> WHAT NEEDS TO BE DONE
How many lines in the entries below contain "field"? Answer with the number only.

(Saved entries)
□ □ □ □ □
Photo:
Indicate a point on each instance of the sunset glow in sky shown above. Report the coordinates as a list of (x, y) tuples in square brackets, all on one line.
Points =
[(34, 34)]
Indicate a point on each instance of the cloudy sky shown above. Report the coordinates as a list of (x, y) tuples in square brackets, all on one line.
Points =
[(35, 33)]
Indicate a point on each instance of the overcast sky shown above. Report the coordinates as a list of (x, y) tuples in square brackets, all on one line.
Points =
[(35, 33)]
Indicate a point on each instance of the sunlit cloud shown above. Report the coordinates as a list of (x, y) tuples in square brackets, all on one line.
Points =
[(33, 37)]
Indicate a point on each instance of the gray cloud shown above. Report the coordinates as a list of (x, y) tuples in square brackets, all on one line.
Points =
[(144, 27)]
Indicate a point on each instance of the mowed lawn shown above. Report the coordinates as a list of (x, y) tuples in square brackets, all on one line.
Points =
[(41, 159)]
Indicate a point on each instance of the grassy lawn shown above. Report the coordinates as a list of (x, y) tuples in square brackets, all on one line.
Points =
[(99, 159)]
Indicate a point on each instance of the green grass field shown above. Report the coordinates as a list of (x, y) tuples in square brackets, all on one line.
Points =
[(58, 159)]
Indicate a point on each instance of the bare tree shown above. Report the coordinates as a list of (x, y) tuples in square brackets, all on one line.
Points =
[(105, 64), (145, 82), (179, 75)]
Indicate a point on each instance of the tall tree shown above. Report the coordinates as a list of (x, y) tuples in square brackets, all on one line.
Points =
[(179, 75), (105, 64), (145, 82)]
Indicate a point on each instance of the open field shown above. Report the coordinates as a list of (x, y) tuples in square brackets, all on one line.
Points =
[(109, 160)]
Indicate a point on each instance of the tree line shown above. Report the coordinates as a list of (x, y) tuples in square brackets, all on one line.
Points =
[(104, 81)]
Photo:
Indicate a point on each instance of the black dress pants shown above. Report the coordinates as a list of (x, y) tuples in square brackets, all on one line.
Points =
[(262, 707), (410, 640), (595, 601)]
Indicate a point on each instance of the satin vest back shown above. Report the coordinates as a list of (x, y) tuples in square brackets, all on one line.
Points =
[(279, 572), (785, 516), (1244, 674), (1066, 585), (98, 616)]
□ □ □ □ □
> SOLUTION
2